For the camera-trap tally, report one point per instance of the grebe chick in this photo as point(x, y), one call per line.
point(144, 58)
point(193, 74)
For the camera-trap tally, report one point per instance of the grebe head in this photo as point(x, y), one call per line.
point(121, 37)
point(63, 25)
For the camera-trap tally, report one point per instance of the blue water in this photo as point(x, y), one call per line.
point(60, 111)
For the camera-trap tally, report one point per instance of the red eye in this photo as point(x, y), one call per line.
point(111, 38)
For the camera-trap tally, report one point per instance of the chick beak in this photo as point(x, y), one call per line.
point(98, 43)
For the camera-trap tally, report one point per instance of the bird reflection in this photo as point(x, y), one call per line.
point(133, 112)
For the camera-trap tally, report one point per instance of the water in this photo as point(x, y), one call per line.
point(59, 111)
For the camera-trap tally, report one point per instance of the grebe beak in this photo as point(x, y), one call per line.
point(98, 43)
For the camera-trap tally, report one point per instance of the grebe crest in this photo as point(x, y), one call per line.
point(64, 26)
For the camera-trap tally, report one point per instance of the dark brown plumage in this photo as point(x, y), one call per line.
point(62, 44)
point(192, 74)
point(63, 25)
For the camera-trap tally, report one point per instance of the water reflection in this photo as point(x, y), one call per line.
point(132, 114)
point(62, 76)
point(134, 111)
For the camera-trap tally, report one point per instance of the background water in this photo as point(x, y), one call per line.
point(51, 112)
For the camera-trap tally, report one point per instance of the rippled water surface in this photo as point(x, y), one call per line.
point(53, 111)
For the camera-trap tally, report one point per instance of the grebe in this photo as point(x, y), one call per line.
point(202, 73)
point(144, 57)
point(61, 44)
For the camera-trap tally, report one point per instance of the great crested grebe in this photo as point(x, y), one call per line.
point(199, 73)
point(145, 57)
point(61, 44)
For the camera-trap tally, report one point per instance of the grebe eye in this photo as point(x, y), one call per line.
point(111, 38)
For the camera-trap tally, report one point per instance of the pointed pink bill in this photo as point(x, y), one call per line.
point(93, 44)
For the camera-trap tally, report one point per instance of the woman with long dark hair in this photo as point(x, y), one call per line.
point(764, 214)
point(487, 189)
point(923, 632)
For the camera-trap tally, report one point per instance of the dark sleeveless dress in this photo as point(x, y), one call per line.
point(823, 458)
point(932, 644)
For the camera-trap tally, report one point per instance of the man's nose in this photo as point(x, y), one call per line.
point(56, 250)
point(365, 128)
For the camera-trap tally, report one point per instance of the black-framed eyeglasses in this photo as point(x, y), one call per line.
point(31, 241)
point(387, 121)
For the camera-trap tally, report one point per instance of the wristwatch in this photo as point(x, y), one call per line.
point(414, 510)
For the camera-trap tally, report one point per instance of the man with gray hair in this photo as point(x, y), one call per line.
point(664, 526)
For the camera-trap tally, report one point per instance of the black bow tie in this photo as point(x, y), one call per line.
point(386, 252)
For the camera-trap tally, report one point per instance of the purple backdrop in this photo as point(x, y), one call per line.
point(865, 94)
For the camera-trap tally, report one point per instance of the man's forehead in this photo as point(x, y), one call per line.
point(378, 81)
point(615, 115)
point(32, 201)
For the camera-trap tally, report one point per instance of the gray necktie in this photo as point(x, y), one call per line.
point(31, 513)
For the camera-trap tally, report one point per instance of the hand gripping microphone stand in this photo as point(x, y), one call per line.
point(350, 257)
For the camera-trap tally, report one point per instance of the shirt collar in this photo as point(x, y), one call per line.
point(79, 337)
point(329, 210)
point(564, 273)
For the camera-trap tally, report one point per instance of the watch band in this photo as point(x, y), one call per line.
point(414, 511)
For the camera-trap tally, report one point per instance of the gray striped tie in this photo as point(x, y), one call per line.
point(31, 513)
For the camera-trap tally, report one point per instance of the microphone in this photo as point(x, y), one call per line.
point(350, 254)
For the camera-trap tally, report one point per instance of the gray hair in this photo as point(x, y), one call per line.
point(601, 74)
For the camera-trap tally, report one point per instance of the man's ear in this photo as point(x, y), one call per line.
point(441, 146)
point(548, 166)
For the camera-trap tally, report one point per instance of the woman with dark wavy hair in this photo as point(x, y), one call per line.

******

* **Stated exercise**
Reproduce all of the lines above word for word, keeping them in their original order.

* **Task solution**
For the camera-trap tally, report one point per instance of the grebe chick in this photo as point(x, y), one call per line.
point(144, 58)
point(193, 74)
For the camera-trap tally, report one point per instance of the grebe head in this photo as point(x, y), one call per line.
point(121, 37)
point(63, 25)
For the camera-trap tally, report one point per instance of the blue water in this photo as point(x, y), one call per line.
point(60, 111)
For the camera-trap tally, report one point per instance of the red eye in this photo as point(x, y), one call per line.
point(111, 38)
For the camera-trap tally, report one point per instance of the chick beak in this photo as point(x, y), one call per line.
point(98, 43)
For the camera-trap tally, report one point per instance of the bird reflection in this photo as point(x, y), one call per line.
point(133, 112)
For the camera-trap tally, report one point per instance of the water in this photo as point(x, y), one call per line.
point(59, 111)
For the camera-trap tally, report one point per instance of the grebe beak in this photo as point(x, y), one call per line.
point(98, 43)
For the camera-trap tally, report one point per instance of the grebe crest in this photo as point(x, y), one call per line.
point(64, 26)
For the camera-trap tally, report one point per instance of the dark brown plumage in this photo as point(x, y), one call per line.
point(62, 44)
point(192, 74)
point(63, 25)
For the camera-trap tally, report one point per instance of the water reflection in this photo as point(x, y), one call per line.
point(132, 114)
point(62, 76)
point(134, 111)
For the camera-trap tally, report one point per instance of the background water in this photo as point(x, y), one call per line.
point(51, 112)
For the camera-trap tally, report one point per instance of the rippled water surface in this photo as point(x, y), one call per line.
point(53, 111)
For the camera-trap tally, report one point per instance of the grebe in this photo as point(x, y), one call per line.
point(202, 73)
point(144, 57)
point(61, 44)
For the camera-trap tally, report one point per instance of the great crested grebe in this photo as point(x, y), one call per line.
point(199, 73)
point(145, 57)
point(61, 44)
For the camera-trap tally, report one point per instance of the grebe eye in this photo as point(x, y), one call per line.
point(111, 38)
For the camera-trap tally, report one point per instance of the pointed pink bill in this photo as point(x, y), one call per line.
point(93, 44)
For the camera-trap tally, report one point per instance of the woman with long dark hair in this photo as point(x, y), one call per line.
point(764, 214)
point(487, 189)
point(923, 632)
For the camera-trap tally, report one point per instance of the dark sleeveless dress in this photo as point(x, y), one call per line.
point(823, 458)
point(932, 644)
For the camera-trap tally, report one point per instance of the man's nose in this photo as point(x, y), one call per line.
point(56, 250)
point(365, 128)
For the camera-trap tally, report one point per instance of the black-framed eyeglasses in this photo as point(x, y), one call per line.
point(31, 241)
point(387, 121)
For the camera-trap tally, report one point per instance of the wristwatch in this photo as point(x, y), one call per line.
point(414, 510)
For the camera-trap tally, report one point per instance of the man with gray hair in this photo as point(x, y), one call per line.
point(664, 526)
For the camera-trap tally, report one point per instance of the black bow tie in this photo as point(x, y), one call per line.
point(386, 252)
For the camera-trap tally, report one point per instance of the purple backdrop in this photo as point(x, y), one call per line.
point(865, 94)
For the camera-trap tally, report one point per instance of the man's forehead in this photo as point(x, y), one call per line.
point(378, 81)
point(615, 115)
point(32, 201)
For the camera-trap tally, report one point per instance of the gray necktie in this photo as point(x, y), one call per line.
point(31, 513)
For the camera-trap tally, report one point per instance of the hand gripping microphone stand in this photo as point(x, y), one call per line.
point(350, 257)
For the camera-trap tally, report one point per instance of the shirt collar in this photo as point(x, y), one call per line.
point(79, 337)
point(329, 210)
point(564, 273)
For the camera-trap tally, report one point per instance of the watch band in this photo as point(x, y), one call per line.
point(414, 511)
For the camera-trap tally, report one point per instance of the gray striped tie in this photo as point(x, y), one call per line.
point(31, 513)
For the camera-trap tally, report one point per instance of the microphone in this photo as point(x, y), one call per line.
point(350, 254)
For the camera-trap tally, report one point per instance of the gray hair in this photo as point(x, y), one call per line.
point(601, 74)
For the camera-trap tally, report one point per instance of the man's ear in this photo as point(x, y), one call per line.
point(441, 146)
point(548, 166)
For the camera-trap tally, report one point per instance of the woman with dark wavy hair in this photo as point(x, y), one call per line.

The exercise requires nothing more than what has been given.